▶ [Passage cité]
•••

Né en 1936 à Jérusalem dans une famille sépharade, Avraham B. Yehoshua est l’une des grandes voix de la littérature israélienne contemporaine.
A.B. Yehoshua
Récipiendaire d’une dizaine de Prix internationaux prestigieux et lauréat du Prix de Littérature d’Israël pour l’ensemble de son oeuvre, ce brillant romancier et essayiste, qui maîtrise fort bien la langue française, est l’auteur d’une quinzaine de livres traduits en trente langues. Son dernier livre: Un feu amical (Éditions Calmann-Lévy, 2008).
Avraham B. Yehoshua sera l’un des invités de marque du Festival littéraire international de Montréal Métropolis Bleu. Il participera à plusieurs rencontres littéraires, organisées en collaboration avec le Consulat général d’Israël à Montréal, Radio-Canada, CBC, le Comité Québec-Israël et la Fondation Stephen R. Bronfman (cf. le programme de l’édition 2009 du Festival littéraire Métropolis Bleu: www.metropolisbleu.org).
Avraham B. Yehoshua nous a accordé une entrevue avant sa venue à Montréal. Nous l’avons joint à son domicile à Haïfa.
Canadian Jewish News: Les mots ont-ils une force influente dans la société israélienne?
Avraham B. Yehoshua: La tradition juive a toujours conféré une grande importance aux mots. Dans l’Histoire juive, les textes bibliques anciens ont toujours été au cœur de l’identité juive. Dans l’État d’Israël moderne, les mots continuent à avoir une grande influence. On a perpétué en Israël la tradition juive, plusieurs fois millénaire, d’écouter les “Prophètes”. J’insiste sur les “guillemets” car, sincèrement, je ne crois pas que les écrivains et les intellectuels contemporains d’Israël, même les plus influents, soient des Prophètes. Mais, il y a toujours cette vieille tradition d’écouter ces hommes de plume et de parole car ils parlent d’une façon nette et claire dénuée de tout intérêt politique ou économique. On leur demande toujours leur avis. Je ne dis pas que ce qu’ils disent ou prônent est suivi à la lettre par le peuple et le gouvernement d’Israël. Mais ils ont encore leur mot à dire dans les grands débats politiques et de société nationaux.
C.J.N.: Les idées politiques que vous défendez depuis plus de quatre décades avec une conviction inébranlable ont-elles fait leur chemin dans la société israélienne?
A.B. Yehoshua: Après la guerre des Six Jours de 1967, les écrivains et les intellectuels de gauche, comme moi et Amos Oz, étions très marginalisés. Presque personne ne voulait nous écouter quand nous clamions qu’il fallait reconnaître le peuple palestinien et évacuer au plus vite les Territoires occupés. L’Histoire et le temps ont fini par nous donner raison. Nos idées se sont répandues lentement dans la société israélienne, y compris dans des milieux très conservateurs de droite. Aujourd’hui, nos opinions sur le conflit israélo-palestinien sont partagées par une majorité d’Israéliens.

•••

▶ [Données fournies]
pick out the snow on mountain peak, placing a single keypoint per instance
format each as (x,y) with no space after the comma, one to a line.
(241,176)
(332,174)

•••

▶ [Exercices]
**A.** Dans l'entretien avec A.B. Yehoshua, substituez « Tel-Aviv » à « Haïfa » et recopiez le passage qui commence aux mots « Avraham B. Yehoshua sera » et se termine après « domicile à Haïfa. ».
**B.** Selon l'entretien avec A.B. Yehoshua, en combien de langues ses livres ont-ils été traduits ?
**C.** Poursuivez l'entretien avec A.B. Yehoshua à partir de sa dernière réponse.

▶ [Réponses aux exercices]
**A.**
Avraham B. Yehoshua sera l’un des invités de marque du Festival littéraire international de Montréal Métropolis Bleu. Il participera à plusieurs rencontres littéraires, organisées en collaboration avec le Consulat général d’Israël à Montréal, Radio-Canada, CBC, le Comité Québec-Israël et la Fondation Stephen R. Bronfman (cf. le programme de l’édition 2009 du Festival littéraire Métropolis Bleu: www.metropolisbleu.org).
Avraham B. Yehoshua nous a accordé une entrevue avant sa venue à Montréal. Nous l’avons joint à son domicile à Tel-Aviv.

**B.** En trente langues.

**C.**
Les intellectuels de gauche et sionistes, comme moi, sont attaqués fougueusement par l’extrême gauche, qui nous reproche d’être trop libéraux et de ne pas condamner fermement l’État d’Israël et le Sionisme. Nous menons aujourd’hui une bataille contre cette extrême gauche très antisioniste qui, heureusement, est assez marginale en Israël.
C.J.N.: Avez-vous été surpris par la décision du chef du Parti Travailliste, Ehoud Barak, de se joindre à la coalition gouvernementale de droite que dirigera Benyamin Netanyahou?
A.B. Yehoshua: J’ai été très surpris. La décision d’Ehoud Barak de se joindre à la coalition formée par Netanyahou est dégueulasse! Si Barak était resté dans les bancs de l’Opposition avec Tzipi Livni, il y aurait eu une réelle occasion pour mettre le nouveau gouvernement Netanyahou face à un mur et briser une fois pour toutes l’idéologie du Grand Israël, dont continuent à se réclamer la majorité des membres de cette nouvelle coalition gouvernementale.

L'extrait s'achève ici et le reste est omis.